Write out the McCammon article word for word from "Born Oct. 28, 1930, in" to "on the Key.".

▸ **SOURCE PASSAGE**:
+-------+

When the Longboat Key Town Commission balked at sending him to the FBI Academy, McCammon said, “I have no desire to be a pet rock police chief.”

When he disagreed with his officers, he debated the issue in his signature booming voice and colorful choice of words.

“I remember sometimes just storming out of his office and just being mad as hell at him,” said former Longboat Key Police Chief John Kintz, whom McCammon hired fresh out of the Manatee County Police Academy in 1981. “You knew who he was and you always knew where you stood with him.”

“Wayne was really big on the truth,” said retired Longboat Key Deputy Police Chief Martin Sharkey, whom McCammon also hired in 1981. “One of the things he told me was that the one thing that would get me fired was being untruthful. I think Wayne was a really good judge of character.”

McCammon, who served as Longboat Key’s police chief from 1973 to 1996, died May 27. He was 83.
As he prepared to retire in 1996, he told the Longboat Observer:

“The day I was hired as chief of police at Longboat Key was the best day in my law enforcement career.”
Eighteen years after his retirement, he still kept the letters from citizens thanking him for listening when they complained about a traffic citation, recommending a probation sentence and helping them without judging.
McCammon’s oldest daughter, Linda Romanowski, described her father’s love for the Key.

“He just really liked the community feel, and it meant a great deal to him to be able to help people,” she said.

McCammon took a similar approach to his role as the father of three daughters.

“He was very fair, always listened and was not judgmental,” Romanowski said. “He approached everything logically. He was very unflappable, our dad.”

“Our father taught us to be hard-working, productive citizens and to care and do for others. He was our hero, our protector. Dad was one-of-a-kind and leaves a great legacy behind,” his youngest daughter, Susie Meador, wrote in an email.

Born Oct. 28, 1930, in New Brunswick, N.J., McCammon never planned to become a cop. He joined the Army at 17 and served for eight years. He was wounded in action during the Korean War and was later stationed in Germany.

Later, he attended police academy on a whim and got his first law enforcement job in 1957, with the Fairlawn, N.J., police department, and resigned in 1968 to serve for two years as a civilian adviser to the South Vietnam national police.

After moving to Florida, McCammon joined the Manatee County Sheriff’s Office. He left two years later to become police chief in Leavenworth, Kan., but returned to the area within six months after learning about the job opening on the Key.

When he was hired in 1973, the department had nine staffers, two patrol cars and a $90,000 annual budget. By the time he retired, it had 27 employees, eight patrol cars, two boats, a truck and a $1.4 million annual budget.

+-------+

(Coordinate annotation listing)
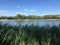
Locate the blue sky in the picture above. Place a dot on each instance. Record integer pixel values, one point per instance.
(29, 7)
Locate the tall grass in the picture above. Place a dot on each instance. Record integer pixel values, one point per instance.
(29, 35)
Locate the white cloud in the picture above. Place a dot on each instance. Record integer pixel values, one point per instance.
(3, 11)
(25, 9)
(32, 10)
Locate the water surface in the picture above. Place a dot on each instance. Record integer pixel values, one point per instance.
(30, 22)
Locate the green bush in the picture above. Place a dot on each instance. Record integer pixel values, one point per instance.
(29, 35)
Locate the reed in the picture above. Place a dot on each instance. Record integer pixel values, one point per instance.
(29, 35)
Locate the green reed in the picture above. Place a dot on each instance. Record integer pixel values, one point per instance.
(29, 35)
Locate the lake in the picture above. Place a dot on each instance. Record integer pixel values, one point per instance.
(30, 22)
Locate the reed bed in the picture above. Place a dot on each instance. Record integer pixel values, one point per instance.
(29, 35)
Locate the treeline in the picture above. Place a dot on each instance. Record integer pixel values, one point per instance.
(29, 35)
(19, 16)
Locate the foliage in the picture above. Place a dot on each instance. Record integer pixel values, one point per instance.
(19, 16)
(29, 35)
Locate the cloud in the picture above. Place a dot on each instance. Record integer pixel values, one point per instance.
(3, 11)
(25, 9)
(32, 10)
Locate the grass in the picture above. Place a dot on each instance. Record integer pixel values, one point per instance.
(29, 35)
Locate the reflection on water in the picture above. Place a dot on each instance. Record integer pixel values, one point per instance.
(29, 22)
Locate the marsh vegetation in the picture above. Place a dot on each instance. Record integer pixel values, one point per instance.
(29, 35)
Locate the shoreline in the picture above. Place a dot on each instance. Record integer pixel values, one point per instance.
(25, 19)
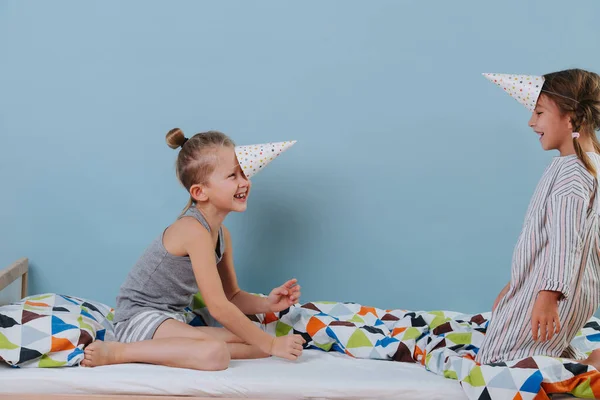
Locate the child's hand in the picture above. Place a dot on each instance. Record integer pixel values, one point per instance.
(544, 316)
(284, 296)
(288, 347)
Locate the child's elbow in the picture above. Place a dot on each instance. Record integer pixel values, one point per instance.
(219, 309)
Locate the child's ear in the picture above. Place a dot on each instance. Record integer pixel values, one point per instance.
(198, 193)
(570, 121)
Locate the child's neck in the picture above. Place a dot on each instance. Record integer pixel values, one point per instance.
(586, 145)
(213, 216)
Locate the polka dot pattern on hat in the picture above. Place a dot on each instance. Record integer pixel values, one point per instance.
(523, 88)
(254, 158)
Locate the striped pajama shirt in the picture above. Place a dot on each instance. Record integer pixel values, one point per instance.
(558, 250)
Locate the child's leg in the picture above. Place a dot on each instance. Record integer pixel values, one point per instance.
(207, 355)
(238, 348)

+-------+

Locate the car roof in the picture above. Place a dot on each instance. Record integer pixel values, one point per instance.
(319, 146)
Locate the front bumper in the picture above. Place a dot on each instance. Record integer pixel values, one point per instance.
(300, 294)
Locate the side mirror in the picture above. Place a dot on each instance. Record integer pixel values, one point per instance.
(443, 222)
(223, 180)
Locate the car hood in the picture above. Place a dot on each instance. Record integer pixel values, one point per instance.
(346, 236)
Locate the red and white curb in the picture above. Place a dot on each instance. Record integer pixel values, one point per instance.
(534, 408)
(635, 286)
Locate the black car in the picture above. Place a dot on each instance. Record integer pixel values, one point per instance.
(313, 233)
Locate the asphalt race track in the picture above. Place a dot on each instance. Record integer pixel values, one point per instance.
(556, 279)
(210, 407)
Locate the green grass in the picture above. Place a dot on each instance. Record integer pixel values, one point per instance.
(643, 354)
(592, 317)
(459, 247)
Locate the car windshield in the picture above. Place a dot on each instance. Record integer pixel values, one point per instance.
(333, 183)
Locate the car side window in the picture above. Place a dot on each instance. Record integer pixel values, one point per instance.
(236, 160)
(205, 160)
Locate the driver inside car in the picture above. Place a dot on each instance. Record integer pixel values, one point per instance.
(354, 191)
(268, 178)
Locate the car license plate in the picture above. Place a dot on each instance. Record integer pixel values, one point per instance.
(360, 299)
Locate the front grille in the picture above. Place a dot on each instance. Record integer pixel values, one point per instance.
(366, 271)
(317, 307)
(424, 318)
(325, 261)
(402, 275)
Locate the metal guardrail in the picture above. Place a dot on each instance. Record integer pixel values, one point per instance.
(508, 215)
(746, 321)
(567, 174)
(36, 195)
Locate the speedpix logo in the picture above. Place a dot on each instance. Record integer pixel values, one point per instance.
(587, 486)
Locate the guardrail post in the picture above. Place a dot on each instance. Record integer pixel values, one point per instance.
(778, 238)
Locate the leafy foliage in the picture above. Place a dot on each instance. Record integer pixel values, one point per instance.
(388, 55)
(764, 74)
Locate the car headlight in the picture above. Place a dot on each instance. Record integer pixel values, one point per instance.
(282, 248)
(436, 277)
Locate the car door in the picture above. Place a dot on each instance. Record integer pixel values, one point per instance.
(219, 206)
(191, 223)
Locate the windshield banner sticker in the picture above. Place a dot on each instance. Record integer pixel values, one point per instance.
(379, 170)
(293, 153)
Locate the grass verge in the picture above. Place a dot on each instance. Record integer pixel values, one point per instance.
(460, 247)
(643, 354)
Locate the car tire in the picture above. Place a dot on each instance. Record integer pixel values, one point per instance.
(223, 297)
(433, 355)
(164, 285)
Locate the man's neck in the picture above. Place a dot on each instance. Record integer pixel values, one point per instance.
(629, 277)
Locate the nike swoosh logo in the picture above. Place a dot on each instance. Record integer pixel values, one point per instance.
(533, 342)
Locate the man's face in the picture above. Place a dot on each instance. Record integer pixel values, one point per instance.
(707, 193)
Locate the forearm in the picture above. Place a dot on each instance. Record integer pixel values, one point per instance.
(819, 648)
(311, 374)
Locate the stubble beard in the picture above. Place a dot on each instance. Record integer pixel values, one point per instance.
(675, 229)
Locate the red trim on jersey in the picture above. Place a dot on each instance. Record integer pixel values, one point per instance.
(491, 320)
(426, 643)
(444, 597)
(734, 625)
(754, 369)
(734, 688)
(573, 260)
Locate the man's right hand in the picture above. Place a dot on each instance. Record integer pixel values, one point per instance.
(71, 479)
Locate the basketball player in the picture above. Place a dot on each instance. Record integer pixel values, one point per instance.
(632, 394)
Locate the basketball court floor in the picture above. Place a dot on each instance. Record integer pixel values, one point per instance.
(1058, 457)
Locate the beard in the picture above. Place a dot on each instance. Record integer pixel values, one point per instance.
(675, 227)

+-------+

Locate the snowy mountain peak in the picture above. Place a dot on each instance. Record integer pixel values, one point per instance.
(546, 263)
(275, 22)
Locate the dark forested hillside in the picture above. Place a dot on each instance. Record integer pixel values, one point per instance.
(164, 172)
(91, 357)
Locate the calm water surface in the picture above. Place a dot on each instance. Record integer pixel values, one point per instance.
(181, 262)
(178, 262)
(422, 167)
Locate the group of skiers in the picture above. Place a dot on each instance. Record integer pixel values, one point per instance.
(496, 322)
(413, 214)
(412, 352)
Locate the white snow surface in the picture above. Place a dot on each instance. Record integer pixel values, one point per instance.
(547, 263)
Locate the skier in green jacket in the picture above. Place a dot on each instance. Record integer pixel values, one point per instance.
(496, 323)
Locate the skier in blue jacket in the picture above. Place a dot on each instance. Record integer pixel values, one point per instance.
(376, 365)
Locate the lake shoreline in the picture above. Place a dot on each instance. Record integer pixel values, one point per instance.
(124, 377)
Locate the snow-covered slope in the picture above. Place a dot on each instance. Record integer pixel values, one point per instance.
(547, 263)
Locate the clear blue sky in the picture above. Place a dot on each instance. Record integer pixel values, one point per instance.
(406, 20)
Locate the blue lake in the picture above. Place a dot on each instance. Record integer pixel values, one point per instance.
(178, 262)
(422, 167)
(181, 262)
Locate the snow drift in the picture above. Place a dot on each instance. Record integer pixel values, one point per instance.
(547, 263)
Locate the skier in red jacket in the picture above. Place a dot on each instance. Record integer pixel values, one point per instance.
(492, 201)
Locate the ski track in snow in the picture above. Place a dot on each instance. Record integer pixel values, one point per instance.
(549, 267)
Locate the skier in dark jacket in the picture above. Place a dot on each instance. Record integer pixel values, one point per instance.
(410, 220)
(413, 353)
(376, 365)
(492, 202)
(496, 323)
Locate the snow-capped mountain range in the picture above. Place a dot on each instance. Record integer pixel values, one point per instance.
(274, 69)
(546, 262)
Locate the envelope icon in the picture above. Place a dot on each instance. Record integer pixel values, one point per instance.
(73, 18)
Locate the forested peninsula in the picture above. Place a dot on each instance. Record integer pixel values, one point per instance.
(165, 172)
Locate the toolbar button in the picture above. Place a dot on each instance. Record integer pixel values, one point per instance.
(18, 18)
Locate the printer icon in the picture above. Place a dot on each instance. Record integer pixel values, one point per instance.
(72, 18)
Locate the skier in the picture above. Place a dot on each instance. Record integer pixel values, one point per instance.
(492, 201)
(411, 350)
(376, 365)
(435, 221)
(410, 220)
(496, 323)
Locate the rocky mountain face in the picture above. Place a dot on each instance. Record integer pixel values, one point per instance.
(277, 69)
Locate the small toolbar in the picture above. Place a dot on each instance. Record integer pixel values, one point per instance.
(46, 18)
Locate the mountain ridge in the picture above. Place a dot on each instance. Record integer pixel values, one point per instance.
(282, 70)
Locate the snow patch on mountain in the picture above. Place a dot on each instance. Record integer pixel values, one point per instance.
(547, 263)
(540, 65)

+-------+

▸ **ANSWER FOR THE TASK**:
Born Oct. 28, 1930, in New Brunswick, N.J., McCammon never planned to become a cop. He joined the Army at 17 and served for eight years. He was wounded in action during the Korean War and was later stationed in Germany.

Later, he attended police academy on a whim and got his first law enforcement job in 1957, with the Fairlawn, N.J., police department, and resigned in 1968 to serve for two years as a civilian adviser to the South Vietnam national police.

After moving to Florida, McCammon joined the Manatee County Sheriff’s Office. He left two years later to become police chief in Leavenworth, Kan., but returned to the area within six months after learning about the job opening on the Key.